EXCERPT TO READ:
Wednesday, September 24, Ram’s Head Live is proud to welcome Built to Spill and Meat Puppets, two offshoots of the 2008 All Tomorrow’s Parties Festival, which has probably gone down as having the most stacked lineup of a festival in recent rock music history.  Built to Spill will perform their 1997 Warner Brothers debut, Perfect from Now On, in its entirety, certainly the most musically demanding item in their repertoire.  There’s no word yet on whether Meat Puppets will play through Meat Puppets II as they did at ATP fest, but either way the show should be a treat.

Built to Spill is quite simply one of my favorite bands ever. I’ve seen them more than any other artist and every time has been spectacular.  They manage to sound just as good live as they do on record, which is impressive given the levels of layering that occur on the albums.  Perfect From Now On, with its constantly mutating guitar parts and shifting dynamics, is one of the more technically accomplished slabs of indie rock to come out of an era when scribble and slop ruled the genre.  Their attention to detail and knowledge of pop melody was the bedrock upon which Death Cab for Cutie and Modest Mouse built a modicum of commercial success, but certainly Doug Martsch’s matter-of-fact lyrical treatments, which often reduce complex emotional states to syllogisms, were a signpost for a generation which for better or worse tended to roll its eyes at Gen X’s existential anxiety.

Data extracted from a collection:
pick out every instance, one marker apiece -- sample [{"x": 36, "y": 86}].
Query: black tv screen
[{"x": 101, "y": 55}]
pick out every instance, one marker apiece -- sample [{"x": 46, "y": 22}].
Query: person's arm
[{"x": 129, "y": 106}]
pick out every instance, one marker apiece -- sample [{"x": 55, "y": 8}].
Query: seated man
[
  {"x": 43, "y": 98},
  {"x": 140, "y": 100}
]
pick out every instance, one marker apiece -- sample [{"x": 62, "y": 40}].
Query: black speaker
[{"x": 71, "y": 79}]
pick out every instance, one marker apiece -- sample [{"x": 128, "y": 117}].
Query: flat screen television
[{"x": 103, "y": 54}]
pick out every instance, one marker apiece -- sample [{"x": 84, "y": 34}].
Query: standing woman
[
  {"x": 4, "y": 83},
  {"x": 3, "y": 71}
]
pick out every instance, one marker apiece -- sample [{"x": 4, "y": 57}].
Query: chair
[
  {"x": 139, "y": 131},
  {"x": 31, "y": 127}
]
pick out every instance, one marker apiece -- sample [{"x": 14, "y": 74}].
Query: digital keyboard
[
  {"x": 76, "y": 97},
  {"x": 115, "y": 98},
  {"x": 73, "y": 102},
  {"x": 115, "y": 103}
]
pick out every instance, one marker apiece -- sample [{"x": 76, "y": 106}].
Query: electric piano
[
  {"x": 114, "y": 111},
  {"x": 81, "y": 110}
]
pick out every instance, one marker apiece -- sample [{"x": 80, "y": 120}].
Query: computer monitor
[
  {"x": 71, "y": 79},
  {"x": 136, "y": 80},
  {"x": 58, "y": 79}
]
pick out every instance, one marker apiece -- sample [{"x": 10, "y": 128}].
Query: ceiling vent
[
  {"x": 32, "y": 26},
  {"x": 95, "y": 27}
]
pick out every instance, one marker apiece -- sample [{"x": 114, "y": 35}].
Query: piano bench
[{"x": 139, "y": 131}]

WHAT YOU WILL DO:
(a) Reproduce word for word the portion of the concert preview between "Built to Spill is" and "X’s existential anxiety.", inclusive.
(b) According to the concert preview, which album will Built to Spill perform in its entirety?

SOLUTIONS TO THE EXERCISE:
(a)
Built to Spill is quite simply one of my favorite bands ever. I’ve seen them more than any other artist and every time has been spectacular.  They manage to sound just as good live as they do on record, which is impressive given the levels of layering that occur on the albums.  Perfect From Now On, with its constantly mutating guitar parts and shifting dynamics, is one of the more technically accomplished slabs of indie rock to come out of an era when scribble and slop ruled the genre.  Their attention to detail and knowledge of pop melody was the bedrock upon which Death Cab for Cutie and Modest Mouse built a modicum of commercial success, but certainly Doug Martsch’s matter-of-fact lyrical treatments, which often reduce complex emotional states to syllogisms, were a signpost for a generation which for better or worse tended to roll its eyes at Gen X’s existential anxiety.

(b) Perfect from Now On, their 1997 Warner Brothers debut.